# TASK DESCRIPTION
Leave every picture behind and copy the rest of the entries below exactly.

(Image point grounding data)
------------------------------

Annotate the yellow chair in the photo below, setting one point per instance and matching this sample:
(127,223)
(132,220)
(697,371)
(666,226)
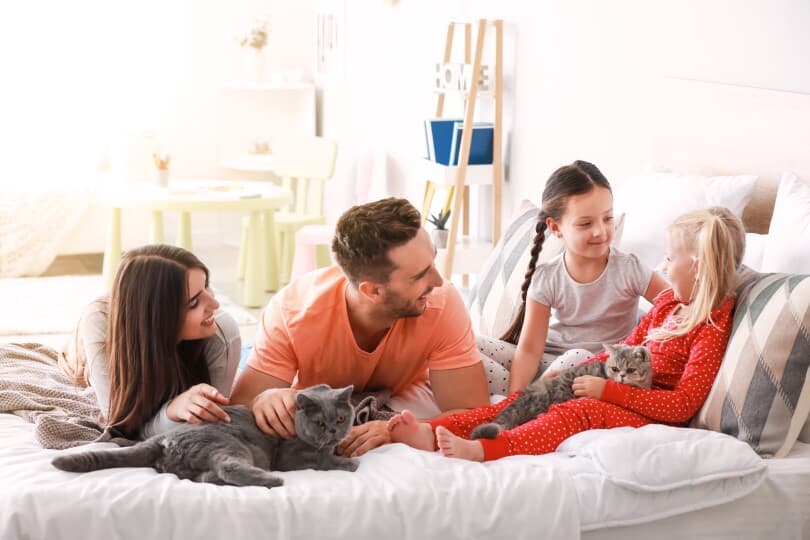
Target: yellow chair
(303,164)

------------------------------

# EXPECTED ANSWER
Annotate the yellow chair in the photo below, setting one point per instance and matching this sample:
(127,223)
(132,220)
(697,371)
(666,226)
Target: yellow chair
(303,164)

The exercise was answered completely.